# [Information given]
————————

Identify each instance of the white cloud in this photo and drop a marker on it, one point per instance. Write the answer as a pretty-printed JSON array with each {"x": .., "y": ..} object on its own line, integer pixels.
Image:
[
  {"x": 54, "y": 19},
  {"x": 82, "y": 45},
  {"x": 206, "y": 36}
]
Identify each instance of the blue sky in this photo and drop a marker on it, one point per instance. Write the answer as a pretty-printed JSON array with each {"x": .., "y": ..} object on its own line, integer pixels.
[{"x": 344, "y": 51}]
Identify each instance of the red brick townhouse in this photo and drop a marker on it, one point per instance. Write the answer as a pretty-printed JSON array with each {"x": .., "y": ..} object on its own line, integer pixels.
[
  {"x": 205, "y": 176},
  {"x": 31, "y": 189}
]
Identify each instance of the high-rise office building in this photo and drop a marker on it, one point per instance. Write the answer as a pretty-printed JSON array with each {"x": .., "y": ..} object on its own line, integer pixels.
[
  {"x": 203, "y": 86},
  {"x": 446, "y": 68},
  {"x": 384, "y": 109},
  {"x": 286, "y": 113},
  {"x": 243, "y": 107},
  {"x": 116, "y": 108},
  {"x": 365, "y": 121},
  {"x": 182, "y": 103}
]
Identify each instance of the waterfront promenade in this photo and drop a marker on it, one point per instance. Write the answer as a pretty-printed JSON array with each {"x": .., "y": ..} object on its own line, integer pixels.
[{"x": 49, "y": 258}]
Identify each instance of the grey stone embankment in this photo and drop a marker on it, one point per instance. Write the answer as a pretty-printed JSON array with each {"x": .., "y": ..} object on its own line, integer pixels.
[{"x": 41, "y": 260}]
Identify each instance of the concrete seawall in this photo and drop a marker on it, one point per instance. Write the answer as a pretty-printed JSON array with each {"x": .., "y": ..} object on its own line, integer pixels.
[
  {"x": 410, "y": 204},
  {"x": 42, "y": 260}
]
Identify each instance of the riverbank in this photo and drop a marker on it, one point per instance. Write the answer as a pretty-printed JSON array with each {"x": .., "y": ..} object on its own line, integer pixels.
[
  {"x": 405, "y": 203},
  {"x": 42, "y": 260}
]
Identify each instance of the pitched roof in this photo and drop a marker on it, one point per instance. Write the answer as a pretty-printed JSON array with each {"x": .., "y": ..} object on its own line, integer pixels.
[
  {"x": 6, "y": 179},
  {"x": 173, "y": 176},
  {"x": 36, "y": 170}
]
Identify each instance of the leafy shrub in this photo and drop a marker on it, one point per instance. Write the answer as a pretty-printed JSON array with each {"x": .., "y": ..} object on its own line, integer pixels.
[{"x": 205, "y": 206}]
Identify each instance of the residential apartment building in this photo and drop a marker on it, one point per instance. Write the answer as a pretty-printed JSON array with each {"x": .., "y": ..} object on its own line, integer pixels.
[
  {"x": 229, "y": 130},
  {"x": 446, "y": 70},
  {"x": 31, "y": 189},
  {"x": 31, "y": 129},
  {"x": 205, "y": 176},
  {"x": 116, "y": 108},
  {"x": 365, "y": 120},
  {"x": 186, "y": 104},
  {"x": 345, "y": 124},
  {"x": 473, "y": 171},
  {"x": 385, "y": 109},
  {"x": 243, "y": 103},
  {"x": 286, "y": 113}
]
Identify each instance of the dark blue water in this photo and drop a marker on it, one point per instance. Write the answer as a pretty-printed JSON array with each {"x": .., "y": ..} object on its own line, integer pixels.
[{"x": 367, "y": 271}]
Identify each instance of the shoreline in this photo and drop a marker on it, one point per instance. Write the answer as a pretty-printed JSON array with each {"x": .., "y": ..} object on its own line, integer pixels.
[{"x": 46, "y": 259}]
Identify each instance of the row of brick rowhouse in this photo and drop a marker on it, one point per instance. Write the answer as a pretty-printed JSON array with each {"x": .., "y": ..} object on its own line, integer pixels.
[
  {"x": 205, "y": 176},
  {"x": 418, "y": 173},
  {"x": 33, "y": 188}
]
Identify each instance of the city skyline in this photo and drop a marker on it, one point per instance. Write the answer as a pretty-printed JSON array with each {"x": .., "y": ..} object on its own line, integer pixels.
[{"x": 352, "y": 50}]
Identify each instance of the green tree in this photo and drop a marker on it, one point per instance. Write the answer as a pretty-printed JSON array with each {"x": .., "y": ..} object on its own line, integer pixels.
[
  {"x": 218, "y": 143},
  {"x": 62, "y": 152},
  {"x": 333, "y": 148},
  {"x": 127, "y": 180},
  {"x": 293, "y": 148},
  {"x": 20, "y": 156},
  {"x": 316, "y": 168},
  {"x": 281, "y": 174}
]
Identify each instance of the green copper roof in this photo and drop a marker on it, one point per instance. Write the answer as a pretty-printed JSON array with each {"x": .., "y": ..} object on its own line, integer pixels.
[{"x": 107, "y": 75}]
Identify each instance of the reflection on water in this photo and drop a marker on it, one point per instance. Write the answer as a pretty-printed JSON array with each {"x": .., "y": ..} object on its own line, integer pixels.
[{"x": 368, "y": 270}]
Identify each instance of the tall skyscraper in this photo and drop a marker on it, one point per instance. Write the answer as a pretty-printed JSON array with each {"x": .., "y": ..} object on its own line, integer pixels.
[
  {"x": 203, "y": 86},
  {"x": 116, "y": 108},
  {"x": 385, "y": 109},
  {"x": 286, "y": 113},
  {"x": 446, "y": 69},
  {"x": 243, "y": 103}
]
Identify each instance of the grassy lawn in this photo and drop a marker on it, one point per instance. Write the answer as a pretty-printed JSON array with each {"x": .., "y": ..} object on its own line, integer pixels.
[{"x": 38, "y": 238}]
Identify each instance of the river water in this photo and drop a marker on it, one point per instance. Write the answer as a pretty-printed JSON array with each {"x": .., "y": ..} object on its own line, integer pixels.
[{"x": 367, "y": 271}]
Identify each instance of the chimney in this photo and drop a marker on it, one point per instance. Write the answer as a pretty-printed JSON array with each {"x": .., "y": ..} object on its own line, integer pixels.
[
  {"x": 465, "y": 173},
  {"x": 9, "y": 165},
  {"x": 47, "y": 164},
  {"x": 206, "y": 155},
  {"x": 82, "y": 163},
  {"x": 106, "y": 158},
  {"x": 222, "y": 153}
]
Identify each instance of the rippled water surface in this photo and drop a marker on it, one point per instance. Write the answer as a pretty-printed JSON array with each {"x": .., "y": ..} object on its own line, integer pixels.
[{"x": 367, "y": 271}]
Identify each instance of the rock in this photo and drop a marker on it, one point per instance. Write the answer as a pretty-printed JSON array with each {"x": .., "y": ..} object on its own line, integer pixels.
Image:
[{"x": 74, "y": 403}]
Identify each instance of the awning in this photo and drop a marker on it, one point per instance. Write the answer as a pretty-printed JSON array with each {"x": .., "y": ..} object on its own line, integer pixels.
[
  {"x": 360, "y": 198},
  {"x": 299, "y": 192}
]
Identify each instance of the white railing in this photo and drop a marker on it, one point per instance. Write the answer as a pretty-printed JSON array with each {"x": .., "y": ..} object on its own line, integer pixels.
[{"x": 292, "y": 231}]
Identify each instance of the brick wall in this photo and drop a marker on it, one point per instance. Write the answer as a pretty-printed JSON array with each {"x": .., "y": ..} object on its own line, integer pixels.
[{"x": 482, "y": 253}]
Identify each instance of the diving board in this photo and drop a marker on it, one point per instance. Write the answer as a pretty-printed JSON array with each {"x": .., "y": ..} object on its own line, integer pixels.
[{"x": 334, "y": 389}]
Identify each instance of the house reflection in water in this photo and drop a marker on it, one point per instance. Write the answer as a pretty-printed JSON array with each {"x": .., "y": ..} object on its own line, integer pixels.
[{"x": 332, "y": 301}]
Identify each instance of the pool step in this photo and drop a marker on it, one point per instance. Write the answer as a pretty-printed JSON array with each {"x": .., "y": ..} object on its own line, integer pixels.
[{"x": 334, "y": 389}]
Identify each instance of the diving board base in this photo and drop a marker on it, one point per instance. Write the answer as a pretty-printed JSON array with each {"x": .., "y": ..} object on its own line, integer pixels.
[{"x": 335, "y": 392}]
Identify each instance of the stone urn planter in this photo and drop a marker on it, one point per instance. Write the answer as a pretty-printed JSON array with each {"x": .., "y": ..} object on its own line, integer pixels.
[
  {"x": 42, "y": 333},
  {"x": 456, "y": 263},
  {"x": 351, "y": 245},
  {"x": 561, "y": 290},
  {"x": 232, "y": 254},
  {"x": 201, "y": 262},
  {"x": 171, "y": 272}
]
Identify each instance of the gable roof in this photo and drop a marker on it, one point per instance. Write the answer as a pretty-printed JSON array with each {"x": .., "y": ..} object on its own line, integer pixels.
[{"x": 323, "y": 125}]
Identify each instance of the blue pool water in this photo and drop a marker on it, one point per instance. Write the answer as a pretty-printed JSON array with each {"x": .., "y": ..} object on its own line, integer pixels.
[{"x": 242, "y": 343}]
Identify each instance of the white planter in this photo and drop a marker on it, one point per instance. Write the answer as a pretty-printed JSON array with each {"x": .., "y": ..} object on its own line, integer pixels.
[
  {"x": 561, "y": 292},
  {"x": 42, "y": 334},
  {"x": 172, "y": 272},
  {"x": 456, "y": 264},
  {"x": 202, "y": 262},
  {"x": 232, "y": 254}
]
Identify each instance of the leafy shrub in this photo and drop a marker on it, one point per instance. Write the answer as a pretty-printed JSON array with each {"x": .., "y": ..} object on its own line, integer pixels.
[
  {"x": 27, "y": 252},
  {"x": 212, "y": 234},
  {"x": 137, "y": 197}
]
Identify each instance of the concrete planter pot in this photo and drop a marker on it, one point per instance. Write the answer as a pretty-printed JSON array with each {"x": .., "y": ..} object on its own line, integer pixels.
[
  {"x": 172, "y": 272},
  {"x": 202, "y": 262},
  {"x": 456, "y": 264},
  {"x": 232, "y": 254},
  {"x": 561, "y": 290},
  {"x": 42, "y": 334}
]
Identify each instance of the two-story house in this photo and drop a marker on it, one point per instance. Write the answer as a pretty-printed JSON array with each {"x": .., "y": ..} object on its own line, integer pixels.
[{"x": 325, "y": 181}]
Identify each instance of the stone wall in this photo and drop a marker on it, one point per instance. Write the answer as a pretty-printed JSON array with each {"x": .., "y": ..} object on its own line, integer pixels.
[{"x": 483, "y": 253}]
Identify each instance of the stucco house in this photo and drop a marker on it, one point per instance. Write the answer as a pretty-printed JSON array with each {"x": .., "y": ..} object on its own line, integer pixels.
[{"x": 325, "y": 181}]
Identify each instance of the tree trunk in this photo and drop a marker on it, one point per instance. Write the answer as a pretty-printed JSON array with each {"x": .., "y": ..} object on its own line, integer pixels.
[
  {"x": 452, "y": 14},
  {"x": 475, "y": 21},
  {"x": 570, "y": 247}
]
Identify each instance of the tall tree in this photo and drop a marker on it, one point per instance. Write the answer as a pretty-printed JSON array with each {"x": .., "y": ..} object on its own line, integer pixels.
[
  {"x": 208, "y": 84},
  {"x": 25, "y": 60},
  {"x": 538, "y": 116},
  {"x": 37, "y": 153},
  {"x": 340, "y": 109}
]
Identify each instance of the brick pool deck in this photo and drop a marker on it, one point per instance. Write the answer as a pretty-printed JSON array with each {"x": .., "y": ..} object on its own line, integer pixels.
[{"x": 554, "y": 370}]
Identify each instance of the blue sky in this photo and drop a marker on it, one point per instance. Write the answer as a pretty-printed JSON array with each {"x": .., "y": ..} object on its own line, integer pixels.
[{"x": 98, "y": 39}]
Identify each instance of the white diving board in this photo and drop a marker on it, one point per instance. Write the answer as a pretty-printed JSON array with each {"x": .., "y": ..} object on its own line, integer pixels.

————————

# [Task details]
Work out how many lines in the listing above contain the word "white". Reply with the number alone.

# [Response below]
4